Text ::
################
Step 1, load big file into database. The file system is going to disk and read all that data up. Maybe you're sitting on banks of Fusion-io drives and iops is not a concern but baring that unlikely scenario, you will spend X amount of time reading that data off disk via bcp/bulk insert/ssis/.net/etc. You then get to spend time writing all of that same data back to disk in the form of the table insert(s).
Step 2, parse that data. Before we spend any CPU time running those substring operations, we'll need to identify the data rows. If your machine is well provisioned on RAM, then the data pages for ImportedData might be in memory and it will be far less costly to access them. Odds are though, they aren't all in memory so a combination of logical and physical reads will occur to get that data. You've now effectively read that source file in twice for no gain.
Now time to start splitting your data. Out of the box, TSQL will give you trims, left, right, and substring methods. With CLR, you can get some wrapper methods to the .NET string library to help simplify the coding efforts but you'll trade some coding efficiencies with instantiation costs. Last I read on the matter the answer was (tsql vs clr) was "it depends." Shocking if you know the community but it really depends on your string lengths and a host of factors.
Finally, we're ready to parse the values and see whether it's a legit value. As you say, with SQL 2012, we have try_parse as well as try_convert. Parse is completely new but if you need to deal with locale aware data (01-02-05 In GB, it's Feb 1, 2005. In US, it's Jan 2, 2005. In JP, it's Feb 5, 2001) it's invaluable. If you're not on 2012, you could roll your own versions with a CLR wrapper.
Step 3, Errors! Someone slipped in a bad date or whatever and your cast fails. What happens? Since the query either succeeds or it doesn't, all of the rows fail and you get ever so helpful error messages like "string or binary data would be truncated" or "conversion failed when converting datetime from character string." Which row out of your N size slice? You won't know until you go looking for it and this is when folks usually devolve into an RBAR approach further degrading performance. Or they try and stay set based but run repeated queries against the source set filtering for scenarios that will fail the conversion before attempting the insert.
You can see by my tags, I'm an SSIS kind of guy but I am not such a bigot to think it's the only thing that can work. If there's an approach for ETL, I like to think I've tried it. In your case, I think you will get much better performance and scalability by developing your own ETL code/framework or using an existing one (rhino or reactive)
Finally finally, be aware of the implications of varchar(max). It has a performance cost associated to it.
varchar(max) everywhere?
is there an advantage to varchar(500) over varchar(8000)?
################
Work instructions ::
**1.** Print the passage from the post on bulk data loading starting at "Finally finally, be" and ending at "varchar(500) over varchar(8000)?".
**2.** According to the post on bulk data loading, which string methods does TSQL provide out of the box? List them all.
The entries have nothing to do with the post on bulk data loading.

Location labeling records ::
################
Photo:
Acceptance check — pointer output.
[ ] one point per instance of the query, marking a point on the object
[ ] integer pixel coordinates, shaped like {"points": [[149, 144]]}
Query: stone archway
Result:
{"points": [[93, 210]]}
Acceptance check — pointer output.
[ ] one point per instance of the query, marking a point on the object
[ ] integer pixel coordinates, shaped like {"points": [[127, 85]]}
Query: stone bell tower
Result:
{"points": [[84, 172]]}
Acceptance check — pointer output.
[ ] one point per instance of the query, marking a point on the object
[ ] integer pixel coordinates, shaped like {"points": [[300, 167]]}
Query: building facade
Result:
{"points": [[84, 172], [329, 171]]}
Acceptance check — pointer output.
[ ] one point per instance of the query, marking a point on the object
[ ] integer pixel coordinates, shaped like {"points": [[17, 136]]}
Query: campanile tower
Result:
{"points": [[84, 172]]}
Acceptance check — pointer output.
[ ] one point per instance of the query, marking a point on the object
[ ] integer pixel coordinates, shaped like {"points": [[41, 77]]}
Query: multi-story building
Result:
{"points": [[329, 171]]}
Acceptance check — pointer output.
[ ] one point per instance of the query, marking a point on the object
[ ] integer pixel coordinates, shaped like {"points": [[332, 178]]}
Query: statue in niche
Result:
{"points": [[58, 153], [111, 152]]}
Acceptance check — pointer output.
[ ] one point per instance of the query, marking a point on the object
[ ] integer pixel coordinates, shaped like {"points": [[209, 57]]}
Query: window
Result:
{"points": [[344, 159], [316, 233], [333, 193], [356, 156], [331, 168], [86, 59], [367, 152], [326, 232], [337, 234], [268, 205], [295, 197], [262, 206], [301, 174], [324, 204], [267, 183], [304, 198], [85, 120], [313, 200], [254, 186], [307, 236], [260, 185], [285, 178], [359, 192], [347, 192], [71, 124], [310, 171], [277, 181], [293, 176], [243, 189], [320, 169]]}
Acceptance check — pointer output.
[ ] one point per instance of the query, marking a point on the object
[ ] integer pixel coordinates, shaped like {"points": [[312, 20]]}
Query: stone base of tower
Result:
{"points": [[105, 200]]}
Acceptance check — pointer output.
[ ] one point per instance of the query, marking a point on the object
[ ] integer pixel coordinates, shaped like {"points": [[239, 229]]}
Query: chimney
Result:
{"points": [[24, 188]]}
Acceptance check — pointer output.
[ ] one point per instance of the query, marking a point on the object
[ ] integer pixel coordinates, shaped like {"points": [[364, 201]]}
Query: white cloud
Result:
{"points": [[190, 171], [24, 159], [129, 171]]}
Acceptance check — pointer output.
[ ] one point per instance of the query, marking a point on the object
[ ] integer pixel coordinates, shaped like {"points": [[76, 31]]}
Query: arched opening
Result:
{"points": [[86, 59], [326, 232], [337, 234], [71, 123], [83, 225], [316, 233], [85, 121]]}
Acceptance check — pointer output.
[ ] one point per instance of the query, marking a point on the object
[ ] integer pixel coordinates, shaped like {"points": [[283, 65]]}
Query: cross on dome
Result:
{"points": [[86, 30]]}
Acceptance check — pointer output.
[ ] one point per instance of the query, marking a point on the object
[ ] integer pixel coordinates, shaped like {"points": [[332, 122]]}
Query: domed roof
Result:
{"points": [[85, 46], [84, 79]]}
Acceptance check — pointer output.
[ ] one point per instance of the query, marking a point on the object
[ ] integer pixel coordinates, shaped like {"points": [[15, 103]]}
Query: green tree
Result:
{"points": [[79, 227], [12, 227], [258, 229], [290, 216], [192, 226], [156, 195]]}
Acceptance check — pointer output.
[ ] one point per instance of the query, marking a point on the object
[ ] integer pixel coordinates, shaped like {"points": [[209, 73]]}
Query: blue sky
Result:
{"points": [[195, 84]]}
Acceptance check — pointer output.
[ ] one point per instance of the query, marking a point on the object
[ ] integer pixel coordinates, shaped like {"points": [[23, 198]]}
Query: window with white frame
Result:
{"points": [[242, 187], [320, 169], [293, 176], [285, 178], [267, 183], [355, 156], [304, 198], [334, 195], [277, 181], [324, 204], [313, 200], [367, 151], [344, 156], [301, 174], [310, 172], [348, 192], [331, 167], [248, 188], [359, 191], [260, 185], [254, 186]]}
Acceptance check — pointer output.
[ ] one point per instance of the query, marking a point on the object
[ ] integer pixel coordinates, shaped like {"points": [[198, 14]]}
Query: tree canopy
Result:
################
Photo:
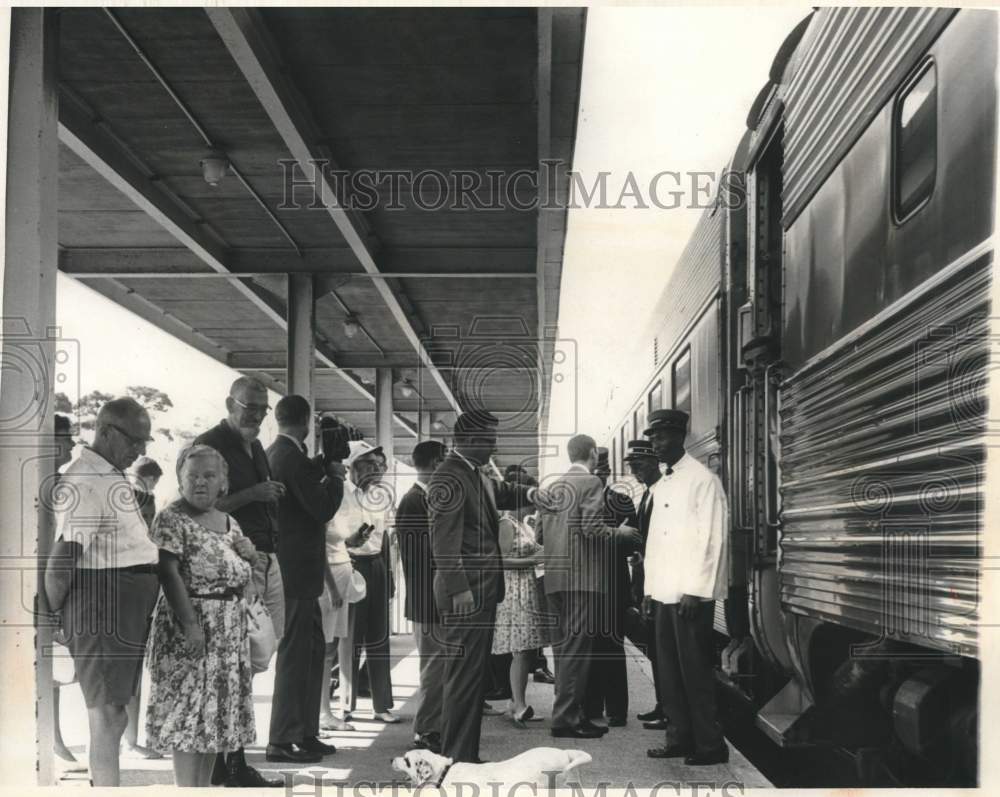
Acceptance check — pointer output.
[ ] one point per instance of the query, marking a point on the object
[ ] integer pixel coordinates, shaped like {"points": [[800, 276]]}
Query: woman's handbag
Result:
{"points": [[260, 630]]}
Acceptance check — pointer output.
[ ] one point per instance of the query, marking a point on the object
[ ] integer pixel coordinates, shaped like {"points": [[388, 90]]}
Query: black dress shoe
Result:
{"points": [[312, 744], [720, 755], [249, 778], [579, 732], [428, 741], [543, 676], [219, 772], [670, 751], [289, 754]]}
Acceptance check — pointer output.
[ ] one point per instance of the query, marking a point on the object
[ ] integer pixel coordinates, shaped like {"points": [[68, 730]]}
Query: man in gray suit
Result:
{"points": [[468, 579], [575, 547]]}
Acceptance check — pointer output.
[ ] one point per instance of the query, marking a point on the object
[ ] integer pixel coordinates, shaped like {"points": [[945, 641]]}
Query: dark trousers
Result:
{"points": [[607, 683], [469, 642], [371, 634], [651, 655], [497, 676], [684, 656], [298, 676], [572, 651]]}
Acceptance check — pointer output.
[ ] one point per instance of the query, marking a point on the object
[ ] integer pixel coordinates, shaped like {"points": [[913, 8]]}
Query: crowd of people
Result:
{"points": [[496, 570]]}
################
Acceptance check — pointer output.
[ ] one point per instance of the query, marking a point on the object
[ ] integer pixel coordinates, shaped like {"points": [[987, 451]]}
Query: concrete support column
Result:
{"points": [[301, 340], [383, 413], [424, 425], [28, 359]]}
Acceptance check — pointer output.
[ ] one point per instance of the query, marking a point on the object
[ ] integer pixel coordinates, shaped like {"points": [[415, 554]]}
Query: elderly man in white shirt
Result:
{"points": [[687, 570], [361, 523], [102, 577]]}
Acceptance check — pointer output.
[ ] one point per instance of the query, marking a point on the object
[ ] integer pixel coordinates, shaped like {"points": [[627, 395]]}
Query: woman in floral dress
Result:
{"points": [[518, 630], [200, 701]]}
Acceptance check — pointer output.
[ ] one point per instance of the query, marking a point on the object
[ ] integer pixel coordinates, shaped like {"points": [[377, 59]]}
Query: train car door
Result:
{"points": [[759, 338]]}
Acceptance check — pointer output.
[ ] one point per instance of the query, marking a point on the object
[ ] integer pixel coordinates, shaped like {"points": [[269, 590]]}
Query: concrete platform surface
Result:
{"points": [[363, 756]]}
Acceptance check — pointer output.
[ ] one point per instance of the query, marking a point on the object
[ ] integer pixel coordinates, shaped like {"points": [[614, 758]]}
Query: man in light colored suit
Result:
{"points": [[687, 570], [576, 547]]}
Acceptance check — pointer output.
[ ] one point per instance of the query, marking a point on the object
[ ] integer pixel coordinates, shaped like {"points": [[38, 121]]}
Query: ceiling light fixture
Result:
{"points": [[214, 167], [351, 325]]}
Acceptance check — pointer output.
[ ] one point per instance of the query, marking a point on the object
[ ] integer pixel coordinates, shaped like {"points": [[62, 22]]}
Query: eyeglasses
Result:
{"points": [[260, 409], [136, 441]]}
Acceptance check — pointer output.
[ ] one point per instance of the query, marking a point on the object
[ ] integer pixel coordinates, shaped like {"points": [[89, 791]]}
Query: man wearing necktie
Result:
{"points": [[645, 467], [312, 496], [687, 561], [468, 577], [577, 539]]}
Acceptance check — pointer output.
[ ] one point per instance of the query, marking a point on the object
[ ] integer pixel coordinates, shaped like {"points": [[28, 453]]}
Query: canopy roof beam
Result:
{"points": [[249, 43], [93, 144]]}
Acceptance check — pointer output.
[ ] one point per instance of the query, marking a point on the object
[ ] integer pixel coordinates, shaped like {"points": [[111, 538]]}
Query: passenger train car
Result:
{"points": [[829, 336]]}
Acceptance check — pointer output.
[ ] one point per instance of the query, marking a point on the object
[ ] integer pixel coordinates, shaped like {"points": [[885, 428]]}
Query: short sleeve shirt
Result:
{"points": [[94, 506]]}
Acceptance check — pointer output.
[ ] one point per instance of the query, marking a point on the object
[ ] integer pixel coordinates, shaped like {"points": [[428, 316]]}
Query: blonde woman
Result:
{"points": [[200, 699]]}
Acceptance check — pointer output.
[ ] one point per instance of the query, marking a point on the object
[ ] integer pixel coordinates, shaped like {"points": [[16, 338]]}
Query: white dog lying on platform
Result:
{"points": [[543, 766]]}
################
Answer list ::
**1.**
Finally finally, be aware of the implications of varchar(max). It has a performance cost associated to it.
varchar(max) everywhere?
is there an advantage to varchar(500) over varchar(8000)?

**2.** trims, left, right, substring